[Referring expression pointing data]
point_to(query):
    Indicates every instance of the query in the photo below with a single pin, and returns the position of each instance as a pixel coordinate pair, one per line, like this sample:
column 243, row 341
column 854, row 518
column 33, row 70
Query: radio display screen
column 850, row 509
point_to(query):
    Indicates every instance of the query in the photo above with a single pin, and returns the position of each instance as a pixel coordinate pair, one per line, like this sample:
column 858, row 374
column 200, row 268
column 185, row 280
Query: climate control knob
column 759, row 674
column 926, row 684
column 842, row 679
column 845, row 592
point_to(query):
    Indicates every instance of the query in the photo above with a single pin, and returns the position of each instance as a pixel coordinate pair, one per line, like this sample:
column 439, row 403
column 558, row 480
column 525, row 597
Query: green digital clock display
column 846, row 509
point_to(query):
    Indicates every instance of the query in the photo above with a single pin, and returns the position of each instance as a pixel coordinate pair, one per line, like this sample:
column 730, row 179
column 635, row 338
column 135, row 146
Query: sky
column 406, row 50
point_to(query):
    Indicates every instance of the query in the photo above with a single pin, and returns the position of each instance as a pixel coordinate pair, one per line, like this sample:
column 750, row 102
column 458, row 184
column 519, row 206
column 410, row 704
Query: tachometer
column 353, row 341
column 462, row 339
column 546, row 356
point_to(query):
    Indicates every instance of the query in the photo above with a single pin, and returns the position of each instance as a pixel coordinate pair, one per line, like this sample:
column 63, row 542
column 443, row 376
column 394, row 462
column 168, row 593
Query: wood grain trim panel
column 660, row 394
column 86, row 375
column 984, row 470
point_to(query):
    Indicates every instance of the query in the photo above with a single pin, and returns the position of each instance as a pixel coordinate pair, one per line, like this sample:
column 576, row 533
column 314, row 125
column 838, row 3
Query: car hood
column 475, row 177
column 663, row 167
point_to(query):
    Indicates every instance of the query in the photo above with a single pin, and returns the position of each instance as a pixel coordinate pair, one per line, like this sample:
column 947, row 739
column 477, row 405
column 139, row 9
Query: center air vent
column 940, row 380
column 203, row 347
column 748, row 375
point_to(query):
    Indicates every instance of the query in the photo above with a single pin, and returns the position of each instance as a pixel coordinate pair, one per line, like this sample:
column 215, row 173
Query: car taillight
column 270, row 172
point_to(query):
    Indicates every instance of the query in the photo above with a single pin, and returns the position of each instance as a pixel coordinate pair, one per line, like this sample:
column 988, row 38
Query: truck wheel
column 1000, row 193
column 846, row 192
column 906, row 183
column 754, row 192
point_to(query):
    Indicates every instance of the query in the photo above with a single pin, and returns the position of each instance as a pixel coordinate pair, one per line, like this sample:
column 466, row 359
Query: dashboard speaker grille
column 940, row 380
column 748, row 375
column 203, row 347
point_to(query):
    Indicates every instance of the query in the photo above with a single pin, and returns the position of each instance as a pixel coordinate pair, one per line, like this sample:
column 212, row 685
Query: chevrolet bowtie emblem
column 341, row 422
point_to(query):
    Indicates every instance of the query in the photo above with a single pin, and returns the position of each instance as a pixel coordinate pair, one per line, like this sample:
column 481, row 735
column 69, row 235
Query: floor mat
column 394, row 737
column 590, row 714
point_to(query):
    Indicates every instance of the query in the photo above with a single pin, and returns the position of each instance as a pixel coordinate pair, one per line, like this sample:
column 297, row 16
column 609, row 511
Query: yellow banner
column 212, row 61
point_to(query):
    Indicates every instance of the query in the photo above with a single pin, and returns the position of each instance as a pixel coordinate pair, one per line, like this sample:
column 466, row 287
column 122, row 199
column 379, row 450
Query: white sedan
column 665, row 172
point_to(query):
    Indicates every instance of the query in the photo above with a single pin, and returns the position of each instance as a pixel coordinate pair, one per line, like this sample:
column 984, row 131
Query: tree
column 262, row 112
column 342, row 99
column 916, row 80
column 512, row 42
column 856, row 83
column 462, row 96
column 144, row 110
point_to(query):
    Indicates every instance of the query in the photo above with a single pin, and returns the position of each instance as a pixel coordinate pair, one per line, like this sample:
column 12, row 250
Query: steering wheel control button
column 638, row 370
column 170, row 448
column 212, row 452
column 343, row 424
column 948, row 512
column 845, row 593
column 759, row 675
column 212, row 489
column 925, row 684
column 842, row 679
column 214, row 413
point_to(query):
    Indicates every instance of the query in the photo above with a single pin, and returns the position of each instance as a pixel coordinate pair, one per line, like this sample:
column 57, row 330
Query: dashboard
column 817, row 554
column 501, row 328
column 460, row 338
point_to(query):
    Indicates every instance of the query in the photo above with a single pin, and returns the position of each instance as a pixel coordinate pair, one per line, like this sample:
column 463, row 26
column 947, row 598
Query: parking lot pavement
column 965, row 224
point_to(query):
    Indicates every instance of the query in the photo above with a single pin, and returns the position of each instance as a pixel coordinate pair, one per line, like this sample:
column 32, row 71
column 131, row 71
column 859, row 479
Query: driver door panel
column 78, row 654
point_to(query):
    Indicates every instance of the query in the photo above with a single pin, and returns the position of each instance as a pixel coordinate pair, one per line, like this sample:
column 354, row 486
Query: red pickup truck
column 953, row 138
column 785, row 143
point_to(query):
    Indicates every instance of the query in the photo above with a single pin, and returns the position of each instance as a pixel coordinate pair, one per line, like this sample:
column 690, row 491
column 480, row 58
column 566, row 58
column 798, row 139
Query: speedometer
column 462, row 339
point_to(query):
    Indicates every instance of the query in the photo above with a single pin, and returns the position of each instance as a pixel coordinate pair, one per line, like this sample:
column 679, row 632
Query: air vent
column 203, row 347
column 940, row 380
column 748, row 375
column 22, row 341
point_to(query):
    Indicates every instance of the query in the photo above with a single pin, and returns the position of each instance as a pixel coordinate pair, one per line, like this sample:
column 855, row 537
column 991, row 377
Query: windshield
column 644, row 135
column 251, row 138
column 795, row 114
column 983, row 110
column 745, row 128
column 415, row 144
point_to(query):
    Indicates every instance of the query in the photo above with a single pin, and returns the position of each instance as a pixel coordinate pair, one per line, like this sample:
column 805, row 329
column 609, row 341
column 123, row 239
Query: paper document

* THE TASK
Print the records above exactly. Omit nothing.

* TASK ANSWER
point_to(query):
    Indicates every instance of the query in the photo below with a single pin, and returns the position of each instance as a pixel coordinate pair, one per line, like this sample:
column 243, row 341
column 854, row 518
column 33, row 70
Query: radio display screen
column 850, row 509
point_to(query):
    Indicates every instance of the query in the photo above with a single pin, and returns the position of each instance as a pixel coordinate pair, one per line, like this sample:
column 858, row 374
column 200, row 268
column 185, row 280
Query: climate control knob
column 759, row 674
column 926, row 684
column 842, row 679
column 845, row 592
point_to(query):
    Indicates every instance of the query in the photo above with a single pin, and returns the position of each instance as a pixel coordinate pair, one per line, like this sample:
column 439, row 403
column 558, row 480
column 525, row 597
Query: green digital clock display
column 846, row 509
point_to(query):
    Indicates every instance of the query in the photo above with a single pin, and returns the position of each instance as a pixel coordinate pair, one per line, like this sample:
column 730, row 179
column 635, row 338
column 135, row 146
Query: sky
column 406, row 50
point_to(query):
    Indicates every instance of the query in the photo above with a single pin, and returns the position of each instance as a pixel coordinate pair, one per line, like this sample:
column 750, row 102
column 458, row 184
column 519, row 206
column 410, row 704
Query: tachometer
column 353, row 341
column 462, row 339
column 546, row 356
point_to(query):
    Indicates every instance of the query in the photo above with a single pin, and returns the position of each instance as a pixel coordinate pair, one per line, like this sample:
column 63, row 542
column 443, row 376
column 394, row 462
column 168, row 593
Query: wood grain trim panel
column 660, row 394
column 86, row 375
column 984, row 470
point_to(query):
    Indicates every instance of the query in the photo above with a single pin, and returns the position of each instance as a pixel coordinate pair, one per line, like this sample:
column 576, row 533
column 314, row 125
column 838, row 3
Query: car hood
column 475, row 177
column 663, row 167
point_to(query):
    Indicates every instance of the query in the photo above with a single pin, and returns the position of each instance as a pixel coordinate pair, one per line, like this sample:
column 947, row 739
column 477, row 405
column 139, row 9
Query: center air vent
column 940, row 380
column 203, row 347
column 748, row 375
point_to(query):
    Indicates every instance of the query in the photo above with a single pin, and returns the position of each instance as a pixel coordinate pair, one per line, like this sample:
column 215, row 173
Query: car taillight
column 270, row 172
point_to(query):
    Indicates every instance of the query in the photo above with a single pin, and returns the position of each instance as a pixel coordinate pair, one per line, like this sample:
column 988, row 38
Query: truck wheel
column 1000, row 193
column 846, row 192
column 906, row 183
column 754, row 192
point_to(query):
    Indicates every instance of the query in the photo above with a single pin, and returns the position of each instance as a pixel coordinate pair, one per line, like this sample:
column 466, row 359
Query: dashboard speaker grille
column 940, row 380
column 748, row 375
column 203, row 347
point_to(query):
    Indicates every instance of the query in the photo above with a single pin, and returns the position of each instance as a pixel coordinate pair, one per line, like this sample:
column 212, row 685
Query: chevrolet bowtie emblem
column 341, row 422
point_to(query):
    Indicates every instance of the query in the photo above with a single pin, and returns the position of each instance as a pixel coordinate pair, one per line, like this sample:
column 481, row 735
column 69, row 235
Query: floor mat
column 394, row 737
column 590, row 714
point_to(query):
    Indicates every instance of the query in the photo above with a single pin, and returns the position of each instance as a pixel coordinate pair, one per line, like this sample:
column 297, row 16
column 609, row 511
Query: yellow banner
column 212, row 61
point_to(query):
    Indicates every instance of the query in the photo above with a single pin, and returns the position of each instance as a pixel coordinate pair, one per line, like this sample:
column 466, row 287
column 122, row 199
column 379, row 450
Query: white sedan
column 665, row 172
point_to(query):
    Indicates every instance of the query in the photo above with a single pin, and returns the position of each instance as a pixel coordinate pair, one per line, like this sample:
column 984, row 131
Query: tree
column 262, row 112
column 342, row 99
column 916, row 80
column 512, row 42
column 856, row 83
column 462, row 96
column 144, row 110
point_to(query):
    Indicates every instance of the query in the photo above with a single pin, and returns the position of each instance as a pixel coordinate pair, one per line, like this sample:
column 12, row 250
Query: steering wheel control button
column 638, row 370
column 170, row 448
column 212, row 452
column 343, row 424
column 948, row 512
column 845, row 593
column 759, row 675
column 212, row 489
column 925, row 684
column 842, row 679
column 214, row 413
point_to(query):
    Indicates every instance of the query in the photo above with a single pin, and returns the position of each instance as a pixel coordinate pair, one per line, like this sample:
column 57, row 330
Query: dashboard
column 817, row 554
column 501, row 328
column 460, row 338
point_to(query):
    Indicates every instance of the query in the photo above with a single pin, and returns the position of each instance as a pixel coordinate pair, one per line, like this sample:
column 463, row 26
column 947, row 598
Query: parking lot pavement
column 965, row 224
point_to(query):
    Indicates every instance of the query in the photo above with a single pin, and returns the position of each instance as a pixel coordinate pair, one per line, like this sample:
column 32, row 71
column 131, row 71
column 859, row 479
Query: driver door panel
column 78, row 654
point_to(query):
    Indicates every instance of the query in the photo above with a single pin, and returns the position of each instance as a pixel coordinate pair, one per line, like this sample:
column 354, row 486
Query: red pickup truck
column 953, row 138
column 785, row 143
point_to(query):
    Indicates every instance of the query in the photo above with a single pin, and returns the position of each instance as a pixel coordinate pair, one per line, like this sample:
column 690, row 491
column 480, row 58
column 566, row 58
column 798, row 139
Query: speedometer
column 462, row 339
point_to(query):
    Indicates every instance of the query in the photo above with a single pin, and returns the position of each instance as a pixel coordinate pair, one per line, like this sample:
column 679, row 632
Query: air vent
column 203, row 347
column 940, row 380
column 748, row 375
column 22, row 341
point_to(query):
    Indicates every instance of the query in the photo above with a single pin, and returns the position of each instance as a pixel coordinate pair, one per line, like this sample:
column 855, row 537
column 991, row 377
Query: windshield
column 644, row 135
column 251, row 138
column 795, row 114
column 983, row 110
column 745, row 128
column 415, row 144
point_to(query):
    Indicates every instance of the query in the photo above with a single pin, and returns the position of each instance as a pixel coordinate pair, one per line, like this sample:
column 805, row 329
column 609, row 341
column 123, row 239
Query: paper document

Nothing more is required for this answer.